◆ Instructions to follow:
Everything from the line with "Place a point on the white house, one" through the last line of the records below should be copied exactly, both ends included.

◆ Information provided:
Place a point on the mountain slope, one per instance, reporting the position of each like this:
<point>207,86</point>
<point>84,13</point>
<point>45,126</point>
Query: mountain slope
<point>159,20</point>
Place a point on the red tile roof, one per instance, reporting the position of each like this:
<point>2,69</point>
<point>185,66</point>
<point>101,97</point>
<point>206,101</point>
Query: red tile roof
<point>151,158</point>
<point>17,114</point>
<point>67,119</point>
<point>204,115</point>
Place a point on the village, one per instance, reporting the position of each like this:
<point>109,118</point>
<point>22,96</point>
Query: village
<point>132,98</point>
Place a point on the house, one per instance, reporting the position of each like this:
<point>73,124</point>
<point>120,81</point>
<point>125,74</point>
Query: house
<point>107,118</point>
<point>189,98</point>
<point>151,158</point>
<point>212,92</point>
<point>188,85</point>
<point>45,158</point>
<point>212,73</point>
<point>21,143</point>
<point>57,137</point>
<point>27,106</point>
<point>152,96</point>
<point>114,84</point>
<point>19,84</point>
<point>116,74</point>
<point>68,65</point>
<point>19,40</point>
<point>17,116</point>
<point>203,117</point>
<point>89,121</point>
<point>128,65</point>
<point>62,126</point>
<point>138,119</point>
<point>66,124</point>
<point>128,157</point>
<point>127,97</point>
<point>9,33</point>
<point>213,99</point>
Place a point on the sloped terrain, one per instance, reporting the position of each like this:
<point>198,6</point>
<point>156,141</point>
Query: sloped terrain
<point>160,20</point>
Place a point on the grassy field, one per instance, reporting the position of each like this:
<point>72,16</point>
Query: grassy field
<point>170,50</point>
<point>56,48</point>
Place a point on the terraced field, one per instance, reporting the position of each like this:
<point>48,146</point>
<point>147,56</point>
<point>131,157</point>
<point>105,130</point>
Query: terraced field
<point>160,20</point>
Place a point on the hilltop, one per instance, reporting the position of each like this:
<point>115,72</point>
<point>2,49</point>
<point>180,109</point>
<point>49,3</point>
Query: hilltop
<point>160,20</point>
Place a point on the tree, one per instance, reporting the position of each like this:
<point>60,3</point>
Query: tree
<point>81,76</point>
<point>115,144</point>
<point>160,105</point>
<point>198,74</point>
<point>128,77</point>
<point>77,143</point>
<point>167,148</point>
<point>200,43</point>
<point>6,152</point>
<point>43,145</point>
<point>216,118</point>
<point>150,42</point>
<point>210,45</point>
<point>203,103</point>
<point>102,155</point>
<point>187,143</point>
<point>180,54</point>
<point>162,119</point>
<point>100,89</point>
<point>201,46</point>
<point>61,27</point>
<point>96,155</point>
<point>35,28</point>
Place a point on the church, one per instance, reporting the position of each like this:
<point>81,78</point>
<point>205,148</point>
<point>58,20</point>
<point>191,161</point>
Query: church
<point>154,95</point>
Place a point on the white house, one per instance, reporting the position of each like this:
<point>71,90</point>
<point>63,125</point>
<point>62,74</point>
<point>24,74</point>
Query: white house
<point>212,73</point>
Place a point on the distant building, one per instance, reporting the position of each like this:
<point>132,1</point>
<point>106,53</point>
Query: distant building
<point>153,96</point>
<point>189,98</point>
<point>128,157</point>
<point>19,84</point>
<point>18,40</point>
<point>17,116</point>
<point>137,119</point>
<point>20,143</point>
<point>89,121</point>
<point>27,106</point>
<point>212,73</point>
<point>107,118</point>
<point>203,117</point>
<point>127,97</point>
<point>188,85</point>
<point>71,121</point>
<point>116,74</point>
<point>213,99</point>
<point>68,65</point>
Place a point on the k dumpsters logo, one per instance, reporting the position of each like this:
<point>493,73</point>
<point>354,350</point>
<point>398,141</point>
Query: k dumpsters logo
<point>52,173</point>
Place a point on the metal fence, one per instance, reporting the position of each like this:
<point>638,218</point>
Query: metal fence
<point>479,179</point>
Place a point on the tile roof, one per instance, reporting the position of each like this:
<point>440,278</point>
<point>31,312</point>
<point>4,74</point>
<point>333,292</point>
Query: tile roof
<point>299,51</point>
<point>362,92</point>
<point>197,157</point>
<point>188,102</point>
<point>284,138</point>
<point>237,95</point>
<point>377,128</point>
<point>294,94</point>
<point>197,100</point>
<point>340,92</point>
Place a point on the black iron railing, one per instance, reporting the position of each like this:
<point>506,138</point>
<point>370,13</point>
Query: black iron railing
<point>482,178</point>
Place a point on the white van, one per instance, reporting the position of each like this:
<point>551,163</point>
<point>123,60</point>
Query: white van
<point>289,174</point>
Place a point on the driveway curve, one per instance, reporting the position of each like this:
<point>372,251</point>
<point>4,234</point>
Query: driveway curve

◆ Reply:
Place a point on the white house, one per instance, reporting the position of each like this:
<point>71,90</point>
<point>63,125</point>
<point>62,74</point>
<point>24,74</point>
Query: white house
<point>212,73</point>
Place a point on the distant building, one per instance, reporting the position of each like this:
<point>132,1</point>
<point>106,53</point>
Query: distant building
<point>153,96</point>
<point>189,98</point>
<point>128,157</point>
<point>19,84</point>
<point>18,40</point>
<point>17,116</point>
<point>137,119</point>
<point>20,143</point>
<point>89,121</point>
<point>27,106</point>
<point>212,73</point>
<point>107,118</point>
<point>203,117</point>
<point>127,97</point>
<point>188,85</point>
<point>71,121</point>
<point>116,74</point>
<point>213,99</point>
<point>68,65</point>
Place a point on the k dumpsters logo, one per instance, reporting the position of each like this:
<point>493,73</point>
<point>354,350</point>
<point>398,141</point>
Query: k dumpsters logo
<point>52,173</point>
Place a point on the metal fence, one per instance, reporting the position of each like this:
<point>638,218</point>
Query: metal fence
<point>479,179</point>
Place a point on the tile roof, one per instance, reporting the position of each like this:
<point>440,278</point>
<point>31,312</point>
<point>4,74</point>
<point>333,292</point>
Query: tile roof
<point>299,51</point>
<point>362,92</point>
<point>197,157</point>
<point>188,102</point>
<point>284,138</point>
<point>237,95</point>
<point>377,128</point>
<point>294,94</point>
<point>197,100</point>
<point>340,92</point>
Place a point on the black iron railing, one per instance, reporting the position of each like this:
<point>506,138</point>
<point>370,13</point>
Query: black iron railing
<point>482,178</point>
Place a point on the white van, one per instance, reporting the position of each like this:
<point>551,163</point>
<point>123,60</point>
Query: white van
<point>289,174</point>
Place a point on the driveway curve, one per instance, reporting the position of each like this:
<point>372,251</point>
<point>4,234</point>
Query: driveway curve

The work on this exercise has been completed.